WORK ORDER:
Output exactly the lines from the one holding "of the treeline" through the final line of the entries.

WORKING DATA:

....

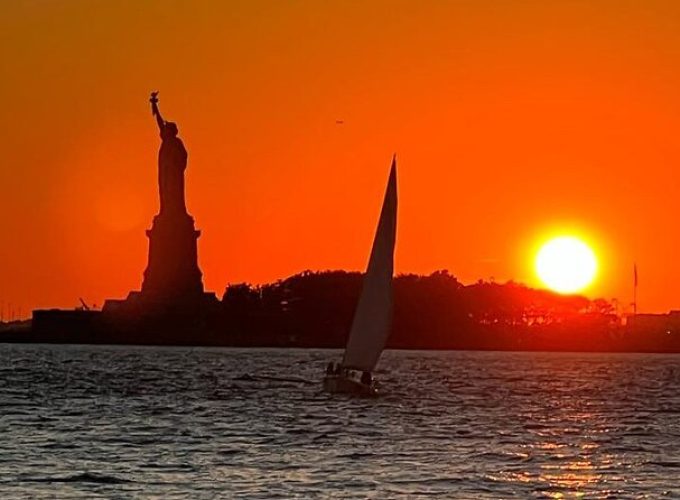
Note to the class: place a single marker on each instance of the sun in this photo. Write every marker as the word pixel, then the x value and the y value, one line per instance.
pixel 566 264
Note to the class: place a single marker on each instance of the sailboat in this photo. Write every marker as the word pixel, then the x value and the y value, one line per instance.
pixel 373 316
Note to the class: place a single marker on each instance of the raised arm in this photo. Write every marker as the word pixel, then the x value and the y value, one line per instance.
pixel 154 110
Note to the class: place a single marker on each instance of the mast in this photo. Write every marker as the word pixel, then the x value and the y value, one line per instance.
pixel 635 282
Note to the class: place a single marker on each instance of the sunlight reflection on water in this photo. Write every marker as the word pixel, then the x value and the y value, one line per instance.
pixel 89 422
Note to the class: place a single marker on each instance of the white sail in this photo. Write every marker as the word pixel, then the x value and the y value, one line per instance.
pixel 373 316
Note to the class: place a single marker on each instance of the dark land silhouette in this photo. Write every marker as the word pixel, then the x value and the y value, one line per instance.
pixel 315 309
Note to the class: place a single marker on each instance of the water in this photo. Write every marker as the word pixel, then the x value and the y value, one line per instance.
pixel 129 422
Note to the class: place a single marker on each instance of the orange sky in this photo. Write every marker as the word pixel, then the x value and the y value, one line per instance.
pixel 510 120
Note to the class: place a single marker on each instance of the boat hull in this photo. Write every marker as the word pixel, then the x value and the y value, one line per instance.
pixel 339 384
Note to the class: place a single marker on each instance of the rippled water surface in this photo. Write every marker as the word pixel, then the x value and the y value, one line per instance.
pixel 132 422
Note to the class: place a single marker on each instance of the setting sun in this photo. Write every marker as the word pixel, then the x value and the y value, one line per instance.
pixel 566 264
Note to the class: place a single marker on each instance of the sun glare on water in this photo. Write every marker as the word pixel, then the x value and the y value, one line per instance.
pixel 566 264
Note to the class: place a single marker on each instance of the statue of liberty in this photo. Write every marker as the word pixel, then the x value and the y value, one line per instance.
pixel 172 162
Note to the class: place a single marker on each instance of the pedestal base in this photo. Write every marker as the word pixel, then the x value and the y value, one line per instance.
pixel 172 274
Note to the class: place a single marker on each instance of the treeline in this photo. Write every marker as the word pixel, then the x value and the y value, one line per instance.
pixel 315 309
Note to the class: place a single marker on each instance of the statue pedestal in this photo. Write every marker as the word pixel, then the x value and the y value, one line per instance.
pixel 172 273
pixel 172 286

....

ANSWER TO THIS TASK:
Note to the class: place a single marker on each instance of the treeline in this photo. Write every marker as the word pixel, then the x value and the y value, one line per instance.
pixel 315 309
Note to the class: place a single marker on each instance of the statue pedestal in this photo. Write every marker as the word pixel, then the x value and the y value, one line per instance.
pixel 172 273
pixel 172 286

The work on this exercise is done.